## Text provided
= Beginning of Section =

Ultimately, the path to decarbonization requires integrating technical feasibility with behavioral realism and societal values. By fostering collaboration across disciplines and leveraging innovative methodologies, policymakers can craft strategies that not only achieve carbon neutrality but also enhance societal well-being, equity, and resilience in the face of a changing climate. This integrated approach ensures that the transition to a sustainable future is both effective and inclusive, addressing the diverse needs and challenges of global populations.

Behavioral change does not occur in a vacuum, however. Structural conditions — such as infrastructure design, market incentives, urban planning, and institutional norms — shape both the feasibility and desirability of low-carbon choices. System-level transformations are therefore necessary to remove barriers and create enabling conditions for sustainable mobility. Policies such as investments in public transport, regulations, subsidies, and infrastructure development play a key role, requiring coordinated efforts from governments, industry, and other influential actors.

We also acknowledge that climate change policies cannot be reduced to a binary choice between technological innovation and individual behavioral change. They are embedded in political, economic, and institutional contexts that shape both the demand and supply sides of the transport sector. Structural drivers—such as planning decisions, market incentives, and vested interests—often influence mobility patterns and technology uptake as much as, if not more than, consumer preferences. For example, London’s congestion charging scheme, introduced in 2003, demonstrated how regulatory pricing can substantially reduce traffic volumes and improve air quality while raising questions of public acceptability, distributional fairness, and revenue use52,54. By contrast, the 2018 French gilets jaunes protests65,121 were triggered by a planned fuel tax increase, illustrating how climate measures that overlook equity and rural mobility constraints can provoke political backlash and undermine long-term decarbonization strategies67,122. These cases highlight how the distributive consequences of climate action raise fundamental questions of justice and legitimacy—namely, who pays, who benefits, and who decides66. As emphasized in the broader sustainability transitions literature, climate mitigation should thus be understood not only in terms of efficiency and acceptability, but also as a governance challenge: one that requires aligning actors, coordinating sectors, and building durable political coalitions capable of sustaining long-term investment under shifting economic and electoral conditions123,124.

= End of Section =

## Data under study
= Beginning of Section =

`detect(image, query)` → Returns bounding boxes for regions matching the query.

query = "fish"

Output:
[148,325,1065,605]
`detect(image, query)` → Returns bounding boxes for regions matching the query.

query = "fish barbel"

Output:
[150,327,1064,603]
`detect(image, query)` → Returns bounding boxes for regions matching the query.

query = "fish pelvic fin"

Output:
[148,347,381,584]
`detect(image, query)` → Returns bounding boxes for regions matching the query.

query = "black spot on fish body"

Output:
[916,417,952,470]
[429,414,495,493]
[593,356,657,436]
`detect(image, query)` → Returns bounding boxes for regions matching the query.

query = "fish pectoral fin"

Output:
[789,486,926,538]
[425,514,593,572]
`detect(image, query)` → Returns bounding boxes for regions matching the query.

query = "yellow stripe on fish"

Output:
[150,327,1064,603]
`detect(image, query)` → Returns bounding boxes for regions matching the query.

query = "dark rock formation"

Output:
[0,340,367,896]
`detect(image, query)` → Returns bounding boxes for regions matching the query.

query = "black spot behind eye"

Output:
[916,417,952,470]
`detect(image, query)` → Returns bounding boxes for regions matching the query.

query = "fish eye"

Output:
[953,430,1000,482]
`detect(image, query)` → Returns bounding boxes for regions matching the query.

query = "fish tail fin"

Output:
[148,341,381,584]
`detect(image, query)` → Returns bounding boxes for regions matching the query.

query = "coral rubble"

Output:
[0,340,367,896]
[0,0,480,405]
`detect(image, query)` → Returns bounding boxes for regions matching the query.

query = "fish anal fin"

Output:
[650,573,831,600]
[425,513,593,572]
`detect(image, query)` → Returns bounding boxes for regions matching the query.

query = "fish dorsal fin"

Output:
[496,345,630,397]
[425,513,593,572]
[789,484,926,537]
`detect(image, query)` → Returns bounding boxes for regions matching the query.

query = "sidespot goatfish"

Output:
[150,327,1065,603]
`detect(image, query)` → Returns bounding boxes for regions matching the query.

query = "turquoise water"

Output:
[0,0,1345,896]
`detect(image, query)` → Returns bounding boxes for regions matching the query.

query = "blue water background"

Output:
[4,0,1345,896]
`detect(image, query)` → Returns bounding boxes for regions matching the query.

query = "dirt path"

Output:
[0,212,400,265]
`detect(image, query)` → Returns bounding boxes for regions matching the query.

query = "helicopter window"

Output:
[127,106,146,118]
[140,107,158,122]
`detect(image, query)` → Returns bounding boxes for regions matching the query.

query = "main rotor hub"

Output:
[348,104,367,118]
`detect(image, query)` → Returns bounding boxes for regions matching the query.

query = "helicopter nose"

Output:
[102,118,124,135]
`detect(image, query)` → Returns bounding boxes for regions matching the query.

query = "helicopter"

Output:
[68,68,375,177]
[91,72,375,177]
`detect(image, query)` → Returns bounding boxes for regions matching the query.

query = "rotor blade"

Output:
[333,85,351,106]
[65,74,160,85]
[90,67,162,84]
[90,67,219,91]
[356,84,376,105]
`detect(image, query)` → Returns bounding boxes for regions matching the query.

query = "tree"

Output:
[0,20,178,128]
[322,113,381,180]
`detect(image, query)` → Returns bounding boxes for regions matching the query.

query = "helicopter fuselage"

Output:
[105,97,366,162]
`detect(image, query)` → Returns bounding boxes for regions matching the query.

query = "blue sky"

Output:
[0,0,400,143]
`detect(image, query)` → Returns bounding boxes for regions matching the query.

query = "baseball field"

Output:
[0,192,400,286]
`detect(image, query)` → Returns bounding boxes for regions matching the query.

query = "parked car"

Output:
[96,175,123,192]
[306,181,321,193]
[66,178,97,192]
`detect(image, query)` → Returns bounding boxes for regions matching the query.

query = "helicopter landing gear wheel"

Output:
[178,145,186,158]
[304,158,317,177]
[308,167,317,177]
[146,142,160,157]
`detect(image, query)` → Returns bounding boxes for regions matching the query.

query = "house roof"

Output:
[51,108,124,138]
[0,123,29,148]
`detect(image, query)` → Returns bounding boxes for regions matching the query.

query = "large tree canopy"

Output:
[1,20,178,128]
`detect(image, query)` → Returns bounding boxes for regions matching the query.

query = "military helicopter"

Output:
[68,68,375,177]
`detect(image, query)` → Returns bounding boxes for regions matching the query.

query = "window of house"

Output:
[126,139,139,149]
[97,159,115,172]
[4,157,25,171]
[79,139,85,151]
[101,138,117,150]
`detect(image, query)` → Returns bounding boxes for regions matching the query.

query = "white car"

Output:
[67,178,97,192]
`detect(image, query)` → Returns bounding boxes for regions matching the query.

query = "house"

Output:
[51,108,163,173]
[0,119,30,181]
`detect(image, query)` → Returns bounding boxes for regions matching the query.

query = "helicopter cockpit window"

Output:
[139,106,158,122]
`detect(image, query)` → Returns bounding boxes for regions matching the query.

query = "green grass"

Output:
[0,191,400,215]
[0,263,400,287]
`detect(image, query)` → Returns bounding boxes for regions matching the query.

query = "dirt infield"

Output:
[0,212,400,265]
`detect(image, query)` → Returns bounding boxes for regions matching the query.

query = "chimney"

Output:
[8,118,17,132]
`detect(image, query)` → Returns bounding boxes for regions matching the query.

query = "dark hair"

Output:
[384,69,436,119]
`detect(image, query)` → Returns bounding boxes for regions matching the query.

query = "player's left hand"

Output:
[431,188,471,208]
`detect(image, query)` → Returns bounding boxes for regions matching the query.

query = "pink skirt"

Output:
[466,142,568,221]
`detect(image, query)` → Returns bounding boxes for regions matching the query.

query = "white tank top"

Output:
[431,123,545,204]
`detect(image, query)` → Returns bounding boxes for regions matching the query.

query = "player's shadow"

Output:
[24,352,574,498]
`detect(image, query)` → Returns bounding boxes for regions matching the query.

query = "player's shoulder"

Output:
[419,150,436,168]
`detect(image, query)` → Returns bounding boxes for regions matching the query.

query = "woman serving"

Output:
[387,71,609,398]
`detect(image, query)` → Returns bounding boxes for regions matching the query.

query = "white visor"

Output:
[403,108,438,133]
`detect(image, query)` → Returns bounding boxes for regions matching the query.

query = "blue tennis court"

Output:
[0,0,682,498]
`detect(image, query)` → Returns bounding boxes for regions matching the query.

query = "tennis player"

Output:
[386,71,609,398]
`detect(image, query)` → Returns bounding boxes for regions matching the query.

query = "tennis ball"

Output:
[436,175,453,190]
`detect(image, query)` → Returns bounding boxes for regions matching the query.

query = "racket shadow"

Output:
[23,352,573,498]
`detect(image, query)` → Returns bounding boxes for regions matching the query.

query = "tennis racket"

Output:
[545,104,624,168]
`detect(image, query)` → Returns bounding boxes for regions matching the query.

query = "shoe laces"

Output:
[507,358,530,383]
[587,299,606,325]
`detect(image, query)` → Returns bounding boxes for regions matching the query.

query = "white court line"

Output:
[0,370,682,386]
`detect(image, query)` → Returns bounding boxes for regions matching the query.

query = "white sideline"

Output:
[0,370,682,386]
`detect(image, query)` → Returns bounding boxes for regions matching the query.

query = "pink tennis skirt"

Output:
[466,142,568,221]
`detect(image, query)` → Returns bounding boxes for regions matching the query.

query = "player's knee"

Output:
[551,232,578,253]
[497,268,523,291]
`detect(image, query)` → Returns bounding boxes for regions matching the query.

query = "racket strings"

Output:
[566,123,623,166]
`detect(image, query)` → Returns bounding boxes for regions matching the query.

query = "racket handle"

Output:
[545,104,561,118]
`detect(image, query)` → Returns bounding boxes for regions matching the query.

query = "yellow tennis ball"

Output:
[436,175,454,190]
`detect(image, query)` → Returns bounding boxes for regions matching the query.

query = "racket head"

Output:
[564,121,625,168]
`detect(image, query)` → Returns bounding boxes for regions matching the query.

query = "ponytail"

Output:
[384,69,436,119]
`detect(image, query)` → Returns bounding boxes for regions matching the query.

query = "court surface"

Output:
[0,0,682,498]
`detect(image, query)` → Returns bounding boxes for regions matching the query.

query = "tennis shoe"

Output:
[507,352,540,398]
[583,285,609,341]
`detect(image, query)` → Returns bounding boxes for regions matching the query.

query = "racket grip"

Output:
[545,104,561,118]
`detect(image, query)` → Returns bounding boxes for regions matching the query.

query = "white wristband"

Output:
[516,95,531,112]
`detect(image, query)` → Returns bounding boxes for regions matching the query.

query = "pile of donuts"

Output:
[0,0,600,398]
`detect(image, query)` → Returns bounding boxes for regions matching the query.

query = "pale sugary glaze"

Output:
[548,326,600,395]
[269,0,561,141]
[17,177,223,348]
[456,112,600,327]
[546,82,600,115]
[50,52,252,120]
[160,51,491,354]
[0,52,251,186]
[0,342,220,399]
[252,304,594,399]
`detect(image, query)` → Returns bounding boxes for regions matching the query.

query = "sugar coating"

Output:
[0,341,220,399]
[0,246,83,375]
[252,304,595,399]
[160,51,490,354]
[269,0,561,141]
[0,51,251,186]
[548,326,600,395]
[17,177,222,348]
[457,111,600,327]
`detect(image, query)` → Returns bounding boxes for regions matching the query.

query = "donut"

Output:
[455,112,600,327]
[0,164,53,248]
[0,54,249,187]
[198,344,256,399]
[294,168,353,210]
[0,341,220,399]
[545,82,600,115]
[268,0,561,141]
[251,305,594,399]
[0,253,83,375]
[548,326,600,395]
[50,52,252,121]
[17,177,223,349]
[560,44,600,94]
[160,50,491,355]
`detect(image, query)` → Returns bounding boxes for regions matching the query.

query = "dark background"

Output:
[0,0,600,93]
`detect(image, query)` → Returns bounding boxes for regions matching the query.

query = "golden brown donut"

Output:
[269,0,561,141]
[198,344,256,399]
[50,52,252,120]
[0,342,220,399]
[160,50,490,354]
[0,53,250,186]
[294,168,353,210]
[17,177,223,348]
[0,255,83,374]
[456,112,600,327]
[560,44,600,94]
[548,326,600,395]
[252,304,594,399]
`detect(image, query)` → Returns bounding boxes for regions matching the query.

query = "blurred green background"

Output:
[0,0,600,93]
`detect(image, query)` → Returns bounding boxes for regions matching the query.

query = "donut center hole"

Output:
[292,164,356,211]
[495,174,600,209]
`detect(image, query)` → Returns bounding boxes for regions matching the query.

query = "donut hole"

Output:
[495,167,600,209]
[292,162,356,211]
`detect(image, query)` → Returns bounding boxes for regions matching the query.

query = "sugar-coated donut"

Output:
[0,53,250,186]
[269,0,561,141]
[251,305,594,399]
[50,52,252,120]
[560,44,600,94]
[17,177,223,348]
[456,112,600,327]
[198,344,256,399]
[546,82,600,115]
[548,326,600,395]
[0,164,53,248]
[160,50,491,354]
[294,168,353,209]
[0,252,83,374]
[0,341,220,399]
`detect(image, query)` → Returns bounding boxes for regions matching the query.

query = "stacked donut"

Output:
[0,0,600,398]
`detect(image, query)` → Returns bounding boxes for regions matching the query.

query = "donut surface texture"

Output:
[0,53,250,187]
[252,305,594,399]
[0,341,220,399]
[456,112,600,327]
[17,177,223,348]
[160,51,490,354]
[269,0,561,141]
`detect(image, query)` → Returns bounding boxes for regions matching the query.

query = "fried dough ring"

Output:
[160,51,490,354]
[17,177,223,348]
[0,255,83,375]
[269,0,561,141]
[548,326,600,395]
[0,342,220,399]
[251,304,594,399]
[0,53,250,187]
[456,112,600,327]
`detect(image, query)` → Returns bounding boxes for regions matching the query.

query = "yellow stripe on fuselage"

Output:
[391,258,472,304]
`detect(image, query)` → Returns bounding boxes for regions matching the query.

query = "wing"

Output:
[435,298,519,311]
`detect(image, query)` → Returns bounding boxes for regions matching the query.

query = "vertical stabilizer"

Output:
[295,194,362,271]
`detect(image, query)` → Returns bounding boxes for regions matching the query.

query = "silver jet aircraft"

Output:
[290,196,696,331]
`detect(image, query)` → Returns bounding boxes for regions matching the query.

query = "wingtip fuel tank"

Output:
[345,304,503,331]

= End of Section =

## Study questions
a) What triggered the 2018 French gilets jaunes protests, according to the decarbonization text?
b) Extract from the decarbonization text the passage that begins at the words "Ultimately, the path" and stops after "of global populations.".
Rely on the decarbonization text alone, not the entries.

## Results by task
a) A planned fuel tax increase.

b)
Ultimately, the path to decarbonization requires integrating technical feasibility with behavioral realism and societal values. By fostering collaboration across disciplines and leveraging innovative methodologies, policymakers can craft strategies that not only achieve carbon neutrality but also enhance societal well-being, equity, and resilience in the face of a changing climate. This integrated approach ensures that the transition to a sustainable future is both effective and inclusive, addressing the diverse needs and challenges of global populations.